● Tasks for this exercise
(a) From the article on the song, copy out word for word the passage that begins at the words "On The Nameless Height (На" and ends after "139th infantry division.".
(b) According to the article on the song, why does the song call the three soldiers it glorifies lucky?

● Excerpt
• • • •
Song
- Language: Russian
- Recorded: 1963
- Genre: War song
- Length: 3:51
- Composer: Veniamin Basner
- Lyricist: Mikhail Matusovsky

= On the Nameless Height (song) =

On The Nameless Height (На безымянной высоте, Na bezymyannoy vysote), also known as Nearby an Unfamilial Settlement (У незнакомого посёлка, U neznakomogo posyolka) is a Soviet World War II song. The text was written by Mikhail Matusovsky in 1963, with music by Veniamin Basner, and is one of the themes of the war-based movie "Silence" (Тишина, Tishina), released in 1964. The song is based on true historical events and glorifies three lucky soldiers, surviving out of an eighteen-soldier infantry squad. The height concerned the one located near the Rubezhenka settlement in the Kuybyshevsky District, Kaluga Oblast while the soldiers, mentioned in song, were a part of Soviet 139th infantry division.
• • • •
● Listed records
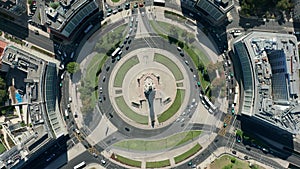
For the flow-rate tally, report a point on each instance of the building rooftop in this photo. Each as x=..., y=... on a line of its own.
x=270, y=65
x=67, y=20
x=36, y=73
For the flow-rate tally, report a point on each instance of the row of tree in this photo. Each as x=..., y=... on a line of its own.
x=3, y=91
x=261, y=7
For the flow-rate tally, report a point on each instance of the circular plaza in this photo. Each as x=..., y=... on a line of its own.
x=148, y=87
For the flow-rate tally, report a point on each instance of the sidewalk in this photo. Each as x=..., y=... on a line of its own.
x=111, y=3
x=225, y=151
x=27, y=48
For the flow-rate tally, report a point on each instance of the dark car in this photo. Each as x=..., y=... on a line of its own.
x=238, y=138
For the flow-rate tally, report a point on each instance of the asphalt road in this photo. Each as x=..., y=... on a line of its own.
x=24, y=33
x=156, y=42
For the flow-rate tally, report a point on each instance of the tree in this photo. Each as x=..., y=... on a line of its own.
x=54, y=5
x=72, y=67
x=283, y=5
x=3, y=90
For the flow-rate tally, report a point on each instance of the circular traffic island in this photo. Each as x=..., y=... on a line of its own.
x=147, y=88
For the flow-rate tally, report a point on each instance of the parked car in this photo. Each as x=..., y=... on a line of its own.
x=238, y=138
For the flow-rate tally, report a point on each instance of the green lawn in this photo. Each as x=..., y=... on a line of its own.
x=2, y=148
x=124, y=69
x=227, y=161
x=187, y=154
x=174, y=16
x=129, y=112
x=91, y=75
x=180, y=84
x=196, y=55
x=128, y=161
x=169, y=64
x=173, y=108
x=158, y=164
x=161, y=144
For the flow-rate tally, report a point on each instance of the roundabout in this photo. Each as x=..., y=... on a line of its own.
x=147, y=112
x=148, y=95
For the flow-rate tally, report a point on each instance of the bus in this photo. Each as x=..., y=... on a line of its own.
x=80, y=165
x=116, y=52
x=66, y=113
x=235, y=99
x=88, y=29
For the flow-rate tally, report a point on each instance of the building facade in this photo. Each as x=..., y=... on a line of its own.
x=215, y=11
x=270, y=78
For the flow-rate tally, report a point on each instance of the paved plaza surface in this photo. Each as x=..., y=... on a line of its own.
x=109, y=130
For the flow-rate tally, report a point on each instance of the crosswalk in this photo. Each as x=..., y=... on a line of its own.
x=225, y=126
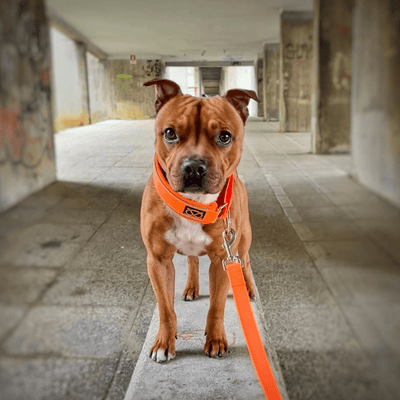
• • • •
● Results by task
(a)
On The Nameless Height (На безымянной высоте, Na bezymyannoy vysote), also known as Nearby an Unfamilial Settlement (У незнакомого посёлка, U neznakomogo posyolka) is a Soviet World War II song. The text was written by Mikhail Matusovsky in 1963, with music by Veniamin Basner, and is one of the themes of the war-based movie "Silence" (Тишина, Tishina), released in 1964. The song is based on true historical events and glorifies three lucky soldiers, surviving out of an eighteen-soldier infantry squad. The height concerned the one located near the Rubezhenka settlement in the Kuybyshevsky District, Kaluga Oblast while the soldiers, mentioned in song, were a part of Soviet 139th infantry division.

(b) They were the only three survivors of an eighteen-soldier infantry squad. The song is based on true historical events, and these soldiers were part of the Soviet 139th infantry division.